- _Goal_
What follows is a block of records; restate each one word for word.

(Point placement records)

== == ==

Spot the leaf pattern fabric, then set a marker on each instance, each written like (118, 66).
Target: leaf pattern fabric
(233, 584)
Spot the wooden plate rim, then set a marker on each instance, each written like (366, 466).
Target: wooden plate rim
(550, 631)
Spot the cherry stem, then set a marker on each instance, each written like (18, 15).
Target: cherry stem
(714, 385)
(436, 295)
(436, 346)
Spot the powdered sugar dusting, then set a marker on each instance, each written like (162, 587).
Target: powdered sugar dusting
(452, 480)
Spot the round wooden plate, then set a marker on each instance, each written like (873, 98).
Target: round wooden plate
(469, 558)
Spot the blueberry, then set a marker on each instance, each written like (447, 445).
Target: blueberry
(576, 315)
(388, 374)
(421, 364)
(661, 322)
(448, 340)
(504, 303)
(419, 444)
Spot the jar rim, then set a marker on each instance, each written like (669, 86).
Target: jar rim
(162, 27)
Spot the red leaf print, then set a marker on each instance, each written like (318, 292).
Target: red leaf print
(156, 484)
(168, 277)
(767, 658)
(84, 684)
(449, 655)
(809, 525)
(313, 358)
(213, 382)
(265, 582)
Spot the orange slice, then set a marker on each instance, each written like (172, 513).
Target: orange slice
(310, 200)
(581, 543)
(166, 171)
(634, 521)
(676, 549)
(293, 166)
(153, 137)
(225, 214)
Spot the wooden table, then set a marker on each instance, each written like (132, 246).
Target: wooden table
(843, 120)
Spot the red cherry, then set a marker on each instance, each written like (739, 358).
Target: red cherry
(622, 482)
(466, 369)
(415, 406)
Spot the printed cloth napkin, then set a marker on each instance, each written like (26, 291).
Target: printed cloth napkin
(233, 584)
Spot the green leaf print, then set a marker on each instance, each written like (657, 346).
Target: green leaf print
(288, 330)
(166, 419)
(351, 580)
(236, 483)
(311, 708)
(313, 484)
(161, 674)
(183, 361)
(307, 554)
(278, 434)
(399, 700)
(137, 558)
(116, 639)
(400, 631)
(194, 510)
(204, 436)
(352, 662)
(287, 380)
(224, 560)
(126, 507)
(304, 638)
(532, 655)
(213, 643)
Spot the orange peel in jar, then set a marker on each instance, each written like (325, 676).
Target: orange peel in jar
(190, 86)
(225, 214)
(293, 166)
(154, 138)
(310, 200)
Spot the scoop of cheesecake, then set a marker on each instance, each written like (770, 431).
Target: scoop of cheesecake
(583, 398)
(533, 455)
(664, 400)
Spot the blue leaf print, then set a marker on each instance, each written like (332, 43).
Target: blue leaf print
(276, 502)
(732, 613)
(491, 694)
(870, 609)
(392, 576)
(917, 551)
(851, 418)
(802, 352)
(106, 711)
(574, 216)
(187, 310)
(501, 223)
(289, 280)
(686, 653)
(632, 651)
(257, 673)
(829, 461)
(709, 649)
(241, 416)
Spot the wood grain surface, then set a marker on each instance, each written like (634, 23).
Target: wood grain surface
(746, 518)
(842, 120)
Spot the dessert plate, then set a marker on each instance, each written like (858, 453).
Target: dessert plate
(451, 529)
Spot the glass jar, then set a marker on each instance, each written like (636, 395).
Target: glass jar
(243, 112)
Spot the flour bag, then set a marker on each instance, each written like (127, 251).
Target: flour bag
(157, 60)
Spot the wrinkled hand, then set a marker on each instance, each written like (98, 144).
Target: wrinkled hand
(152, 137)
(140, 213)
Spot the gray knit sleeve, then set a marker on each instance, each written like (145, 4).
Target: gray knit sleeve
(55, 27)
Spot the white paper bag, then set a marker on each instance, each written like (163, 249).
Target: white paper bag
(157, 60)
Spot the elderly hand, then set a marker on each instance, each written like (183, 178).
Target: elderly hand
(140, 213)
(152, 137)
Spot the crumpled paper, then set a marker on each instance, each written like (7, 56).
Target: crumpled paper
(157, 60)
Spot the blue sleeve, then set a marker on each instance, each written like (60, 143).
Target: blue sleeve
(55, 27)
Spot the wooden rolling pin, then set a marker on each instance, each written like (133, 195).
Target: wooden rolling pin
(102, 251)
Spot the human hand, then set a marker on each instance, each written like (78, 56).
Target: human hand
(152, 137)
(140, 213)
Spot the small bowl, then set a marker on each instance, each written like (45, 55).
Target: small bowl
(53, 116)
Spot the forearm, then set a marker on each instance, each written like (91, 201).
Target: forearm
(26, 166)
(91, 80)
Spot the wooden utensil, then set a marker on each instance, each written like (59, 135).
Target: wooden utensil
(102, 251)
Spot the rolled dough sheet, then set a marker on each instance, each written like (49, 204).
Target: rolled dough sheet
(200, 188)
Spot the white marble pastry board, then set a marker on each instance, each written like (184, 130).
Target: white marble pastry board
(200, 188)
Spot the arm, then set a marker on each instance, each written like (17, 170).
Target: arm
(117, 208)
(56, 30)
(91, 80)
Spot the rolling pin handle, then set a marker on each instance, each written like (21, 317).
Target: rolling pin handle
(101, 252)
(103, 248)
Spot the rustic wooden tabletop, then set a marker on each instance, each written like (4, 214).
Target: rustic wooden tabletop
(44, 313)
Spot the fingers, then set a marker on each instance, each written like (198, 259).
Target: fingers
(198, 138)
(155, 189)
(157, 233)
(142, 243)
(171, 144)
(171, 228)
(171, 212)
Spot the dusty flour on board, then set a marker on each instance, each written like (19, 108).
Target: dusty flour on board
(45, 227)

== == ==

- _Full output_
Spot the leaf pattern fabric, then set a marker on each instance, each written like (118, 66).
Target: leaf pattern fabric
(233, 584)
Spot the wooden plate rim, then set a marker on each instance, each written like (366, 466).
Target: wooden plate rim
(550, 631)
Spot the cherry stem, then set a marker on each instance, each written like (18, 15).
Target: cherry stem
(714, 385)
(436, 295)
(436, 346)
Spot the powdered sugar dusting, then set a marker on each instance, each written like (162, 587).
Target: powdered sugar dusting
(452, 480)
Spot the round wooden plate, then set a marker on each instance, each written like (873, 98).
Target: round wooden plate
(469, 558)
Spot the blueberry, then set a marker on each instance, each written like (447, 445).
Target: blueberry
(576, 315)
(388, 374)
(421, 364)
(661, 322)
(448, 340)
(504, 303)
(419, 444)
Spot the jar rim, then set a marker on each instance, each written like (669, 86).
Target: jar rim
(162, 27)
Spot the red leaf print, then set a marker on each instance, each written like (318, 292).
Target: red leaf print
(156, 484)
(168, 277)
(767, 658)
(84, 684)
(449, 655)
(809, 525)
(313, 358)
(213, 382)
(265, 582)
Spot the orange slice, then set a marker on each instance, each written like (172, 513).
Target: orange slice
(310, 200)
(581, 543)
(166, 171)
(634, 521)
(676, 549)
(293, 166)
(153, 137)
(225, 214)
Spot the wooden table, then set a marker on each instance, each written like (132, 246).
Target: wooden table
(843, 120)
Spot the red cherry, then set a marker on each instance, each written like (739, 358).
Target: red cherry
(622, 482)
(466, 369)
(415, 406)
Spot the printed cloth napkin, then set a marker on each instance, each written like (26, 291).
Target: printed cloth napkin
(233, 584)
Spot the green leaf print, then set a marker on each instance, each written like (657, 346).
Target: green leaf print
(288, 330)
(166, 419)
(351, 580)
(236, 483)
(311, 708)
(313, 484)
(161, 674)
(183, 361)
(307, 554)
(278, 434)
(399, 700)
(137, 558)
(116, 639)
(400, 631)
(194, 510)
(204, 436)
(352, 662)
(287, 380)
(224, 560)
(126, 507)
(304, 638)
(532, 655)
(213, 643)
Spot the orange peel in jar, then set a marker on each instance, each written like (325, 676).
Target: orange peel in jar
(190, 86)
(225, 214)
(293, 166)
(154, 138)
(310, 200)
Spot the scoop of cheesecake, then set a marker on each instance, each written like (770, 431).
Target: scoop of cheesecake
(583, 398)
(533, 455)
(664, 400)
Spot the blue leaf print, then set a marker on each instance, each written like (332, 43).
Target: blue leaf print
(276, 502)
(732, 613)
(491, 694)
(870, 609)
(392, 576)
(917, 551)
(851, 418)
(802, 352)
(106, 711)
(574, 216)
(187, 310)
(501, 223)
(289, 280)
(686, 653)
(632, 651)
(257, 673)
(829, 461)
(709, 649)
(241, 416)
Spot the wood grain surface, then set a marker on each instance, each written like (634, 23).
Target: wood grain surface
(746, 518)
(842, 120)
Spot the dessert plate, then set a marker on each instance, each written like (858, 453).
Target: dessert plate
(451, 529)
Spot the glass jar, then set a marker on each instance, each written like (636, 395).
Target: glass jar
(243, 112)
Spot the flour bag, then set a marker on each instance, each written like (127, 251).
Target: flour bag
(157, 60)
Spot the wrinkled hand, then set a marker on each instance, each written like (98, 144).
Target: wrinkled hand
(152, 137)
(140, 213)
Spot the gray knit sleeve, then set a marker on each instance, each written like (145, 4).
Target: gray knit sleeve
(55, 27)
Spot the white paper bag, then set a marker on each instance, each written like (163, 249).
Target: white paper bag
(157, 60)
Spot the elderly hand, then set a marker on each instance, each written like (183, 178).
Target: elderly hand
(140, 213)
(152, 137)
Spot the crumpled paper, then set a marker on each instance, each written like (7, 56).
Target: crumpled paper
(157, 60)
Spot the blue sleeve, then set a marker on each instance, each written like (60, 143).
Target: blue sleeve
(55, 27)
Spot the wooden rolling pin, then set a marker on each instance, each written like (133, 195).
Target: wooden rolling pin
(102, 251)
Spot the human hand, then set a marker on each instance, each written like (78, 56).
Target: human hand
(152, 137)
(140, 213)
Spot the small bowl, then set a marker on each instance, each written like (45, 55).
Target: small bowl
(53, 116)
Spot the forearm, then set a marker on each instance, each written like (91, 201).
Target: forearm
(26, 166)
(91, 80)
Spot the wooden utensil, then set a marker on each instance, each written like (59, 135).
Target: wooden utensil
(102, 251)
Spot the rolled dough sheet, then set a marker on each instance, each written like (49, 204).
Target: rolled dough sheet
(200, 188)
Spot the white marble pastry board, then set a marker on each instance, each written like (184, 130).
Target: white marble pastry board
(200, 188)
Spot the arm, then set a marker on each instance, each written like (17, 170).
Target: arm
(117, 208)
(56, 30)
(91, 80)
Spot the rolling pin handle, then set a marker on each instance, each written like (21, 317).
Target: rolling pin handle
(101, 252)
(103, 248)
Spot the rustic wooden tabletop, then set a marker on each instance, each written like (4, 214).
Target: rustic wooden tabletop
(44, 313)
Spot the fingers, then set a marker on each instance, each written like (198, 259).
Target: fingers
(198, 138)
(155, 189)
(157, 233)
(142, 243)
(171, 144)
(171, 228)
(171, 212)
Spot the dusty flour on board, then set a marker on each instance, each written like (19, 108).
Target: dusty flour on board
(45, 227)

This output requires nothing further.